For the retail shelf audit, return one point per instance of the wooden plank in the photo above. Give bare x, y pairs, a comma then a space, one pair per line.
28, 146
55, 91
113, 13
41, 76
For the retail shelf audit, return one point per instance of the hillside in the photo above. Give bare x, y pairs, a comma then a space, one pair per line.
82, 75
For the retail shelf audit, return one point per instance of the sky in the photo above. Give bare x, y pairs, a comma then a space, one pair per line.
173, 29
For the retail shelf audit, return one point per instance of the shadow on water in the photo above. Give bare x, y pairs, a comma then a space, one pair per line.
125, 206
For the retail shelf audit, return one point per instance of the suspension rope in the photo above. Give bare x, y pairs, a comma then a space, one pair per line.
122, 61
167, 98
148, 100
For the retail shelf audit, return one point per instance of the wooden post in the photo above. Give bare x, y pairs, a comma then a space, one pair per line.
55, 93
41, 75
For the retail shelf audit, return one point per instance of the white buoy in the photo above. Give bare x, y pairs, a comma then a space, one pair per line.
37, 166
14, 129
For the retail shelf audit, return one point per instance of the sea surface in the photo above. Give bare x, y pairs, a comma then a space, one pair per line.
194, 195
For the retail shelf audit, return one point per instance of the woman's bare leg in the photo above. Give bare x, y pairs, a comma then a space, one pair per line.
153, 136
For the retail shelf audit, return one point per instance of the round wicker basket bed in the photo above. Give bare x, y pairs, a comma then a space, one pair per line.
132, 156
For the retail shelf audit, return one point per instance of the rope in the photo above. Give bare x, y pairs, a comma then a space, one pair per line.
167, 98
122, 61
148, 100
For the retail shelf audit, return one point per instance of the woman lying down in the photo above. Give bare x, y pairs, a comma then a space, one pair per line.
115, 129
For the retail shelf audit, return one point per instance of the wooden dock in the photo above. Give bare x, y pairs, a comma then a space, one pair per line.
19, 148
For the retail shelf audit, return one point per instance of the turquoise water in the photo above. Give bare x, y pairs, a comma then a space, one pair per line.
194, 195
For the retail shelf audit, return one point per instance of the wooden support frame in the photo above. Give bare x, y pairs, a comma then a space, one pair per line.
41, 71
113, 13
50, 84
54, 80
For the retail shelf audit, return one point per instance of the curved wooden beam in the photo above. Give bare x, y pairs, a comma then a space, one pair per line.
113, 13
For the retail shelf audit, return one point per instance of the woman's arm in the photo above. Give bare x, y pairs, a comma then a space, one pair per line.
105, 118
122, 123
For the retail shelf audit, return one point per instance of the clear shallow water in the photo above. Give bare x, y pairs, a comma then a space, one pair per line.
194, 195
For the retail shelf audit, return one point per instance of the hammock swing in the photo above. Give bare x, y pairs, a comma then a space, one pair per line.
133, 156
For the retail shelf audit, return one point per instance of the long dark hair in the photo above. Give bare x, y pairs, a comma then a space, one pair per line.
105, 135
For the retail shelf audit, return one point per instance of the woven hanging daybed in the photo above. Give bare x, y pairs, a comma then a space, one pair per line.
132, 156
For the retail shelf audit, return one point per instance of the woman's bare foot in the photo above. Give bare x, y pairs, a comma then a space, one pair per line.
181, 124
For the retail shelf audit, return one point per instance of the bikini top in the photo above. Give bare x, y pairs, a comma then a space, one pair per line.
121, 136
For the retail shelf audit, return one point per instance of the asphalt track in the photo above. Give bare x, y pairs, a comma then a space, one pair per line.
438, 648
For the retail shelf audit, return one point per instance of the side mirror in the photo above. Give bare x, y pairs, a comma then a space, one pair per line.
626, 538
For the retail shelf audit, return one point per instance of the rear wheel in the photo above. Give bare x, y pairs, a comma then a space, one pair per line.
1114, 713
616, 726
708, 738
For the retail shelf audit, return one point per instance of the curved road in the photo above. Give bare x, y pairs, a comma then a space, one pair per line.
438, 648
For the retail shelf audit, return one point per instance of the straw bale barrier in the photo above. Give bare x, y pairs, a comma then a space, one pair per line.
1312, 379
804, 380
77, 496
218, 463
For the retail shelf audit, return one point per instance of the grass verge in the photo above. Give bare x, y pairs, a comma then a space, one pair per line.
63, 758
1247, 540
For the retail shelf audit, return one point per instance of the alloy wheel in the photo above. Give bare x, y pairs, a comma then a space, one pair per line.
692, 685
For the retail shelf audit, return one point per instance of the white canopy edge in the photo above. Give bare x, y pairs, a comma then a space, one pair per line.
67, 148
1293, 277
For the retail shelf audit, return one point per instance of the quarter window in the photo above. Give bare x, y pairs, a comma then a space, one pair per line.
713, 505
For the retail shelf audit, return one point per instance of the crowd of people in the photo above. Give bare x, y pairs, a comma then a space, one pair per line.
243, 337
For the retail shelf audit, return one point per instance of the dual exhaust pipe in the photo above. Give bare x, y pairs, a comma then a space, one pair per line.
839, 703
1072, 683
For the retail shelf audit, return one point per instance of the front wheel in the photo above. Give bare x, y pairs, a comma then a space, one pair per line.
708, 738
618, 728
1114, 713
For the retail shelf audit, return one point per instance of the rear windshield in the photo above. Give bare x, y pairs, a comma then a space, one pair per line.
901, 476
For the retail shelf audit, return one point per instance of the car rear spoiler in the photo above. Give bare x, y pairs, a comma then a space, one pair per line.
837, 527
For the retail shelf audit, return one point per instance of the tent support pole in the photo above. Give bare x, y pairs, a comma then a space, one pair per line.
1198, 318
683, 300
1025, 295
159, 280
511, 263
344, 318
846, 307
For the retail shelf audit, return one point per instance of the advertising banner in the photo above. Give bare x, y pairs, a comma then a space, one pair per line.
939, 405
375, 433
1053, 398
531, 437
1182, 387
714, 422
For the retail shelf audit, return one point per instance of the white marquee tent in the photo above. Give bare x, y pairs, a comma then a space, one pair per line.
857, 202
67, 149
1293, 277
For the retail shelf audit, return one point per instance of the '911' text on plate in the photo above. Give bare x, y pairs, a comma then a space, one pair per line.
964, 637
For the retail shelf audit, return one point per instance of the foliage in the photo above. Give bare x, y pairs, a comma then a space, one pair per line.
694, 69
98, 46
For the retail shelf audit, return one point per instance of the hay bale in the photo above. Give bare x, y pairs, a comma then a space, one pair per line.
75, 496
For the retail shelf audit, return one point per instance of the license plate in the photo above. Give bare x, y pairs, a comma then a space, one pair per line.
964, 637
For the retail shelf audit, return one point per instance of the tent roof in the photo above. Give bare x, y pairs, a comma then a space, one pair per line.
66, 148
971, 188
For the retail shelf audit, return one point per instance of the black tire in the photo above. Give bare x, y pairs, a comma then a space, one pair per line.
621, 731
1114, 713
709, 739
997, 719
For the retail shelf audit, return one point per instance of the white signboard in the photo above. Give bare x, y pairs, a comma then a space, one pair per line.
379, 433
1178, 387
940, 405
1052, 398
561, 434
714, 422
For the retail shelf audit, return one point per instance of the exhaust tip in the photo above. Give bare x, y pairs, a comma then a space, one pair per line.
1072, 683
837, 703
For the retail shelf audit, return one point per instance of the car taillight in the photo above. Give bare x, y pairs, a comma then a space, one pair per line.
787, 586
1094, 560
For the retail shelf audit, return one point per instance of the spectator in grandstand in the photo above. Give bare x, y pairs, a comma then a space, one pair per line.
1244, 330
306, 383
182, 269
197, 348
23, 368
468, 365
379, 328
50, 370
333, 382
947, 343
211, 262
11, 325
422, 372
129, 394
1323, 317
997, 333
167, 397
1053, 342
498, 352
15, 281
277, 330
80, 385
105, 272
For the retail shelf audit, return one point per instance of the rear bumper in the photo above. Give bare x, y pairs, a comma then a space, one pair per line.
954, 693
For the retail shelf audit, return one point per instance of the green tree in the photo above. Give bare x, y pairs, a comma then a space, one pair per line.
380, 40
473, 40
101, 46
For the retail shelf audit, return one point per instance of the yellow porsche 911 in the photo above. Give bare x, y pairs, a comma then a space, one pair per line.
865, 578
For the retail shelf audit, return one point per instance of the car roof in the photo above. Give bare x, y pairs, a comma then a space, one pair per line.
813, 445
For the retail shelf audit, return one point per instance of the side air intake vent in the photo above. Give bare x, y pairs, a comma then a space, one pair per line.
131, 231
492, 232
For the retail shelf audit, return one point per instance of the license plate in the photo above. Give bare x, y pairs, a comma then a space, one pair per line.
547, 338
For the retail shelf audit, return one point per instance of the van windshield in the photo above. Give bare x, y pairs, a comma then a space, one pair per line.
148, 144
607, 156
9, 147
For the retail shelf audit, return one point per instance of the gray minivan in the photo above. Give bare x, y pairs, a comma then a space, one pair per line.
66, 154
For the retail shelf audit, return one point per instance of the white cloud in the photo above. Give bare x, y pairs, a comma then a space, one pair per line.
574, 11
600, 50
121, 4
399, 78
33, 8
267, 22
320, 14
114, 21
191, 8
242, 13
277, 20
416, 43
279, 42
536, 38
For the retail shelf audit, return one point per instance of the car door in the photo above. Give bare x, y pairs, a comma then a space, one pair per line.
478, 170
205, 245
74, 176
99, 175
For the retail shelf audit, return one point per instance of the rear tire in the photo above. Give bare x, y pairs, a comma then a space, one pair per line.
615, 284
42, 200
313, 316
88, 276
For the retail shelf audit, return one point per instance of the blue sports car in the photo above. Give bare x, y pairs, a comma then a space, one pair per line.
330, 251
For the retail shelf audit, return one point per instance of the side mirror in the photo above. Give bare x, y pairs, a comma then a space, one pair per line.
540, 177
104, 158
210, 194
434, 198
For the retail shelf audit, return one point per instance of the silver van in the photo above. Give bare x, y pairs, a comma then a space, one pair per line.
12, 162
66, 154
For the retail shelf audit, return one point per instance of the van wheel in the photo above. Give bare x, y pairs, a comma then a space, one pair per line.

============

[Exercise details]:
Write out again, exactly, the lines from the one holding "the rear tire" through the end of the listing, with both ends included.

[Reply to the task]:
For the retail shelf audit, return one point per instance of the rear tire in the photo above. Give bare x, y pairs, a comma then a space, one pair per line.
615, 284
42, 200
313, 316
88, 276
For the retail shelf audit, return one point per instance of the blue sports car in the photo above. Give bare x, y pairs, a comma then a space, one pair per line.
330, 251
For the retail shelf audit, return one point per instance of the side mirror in the photo above. Give bare x, y pairs, a comma then a space, one pair per line.
540, 177
104, 158
210, 194
434, 198
For the retail shelf audit, return one point per instance of the silver van in the photo above. Give bare x, y pairs, a comma then a space, one pair per line.
12, 162
66, 154
For the retail shelf audit, return one point per instance of the van wheel in the photo above. Give bare x, y pairs, a comma then a space, one pair per line.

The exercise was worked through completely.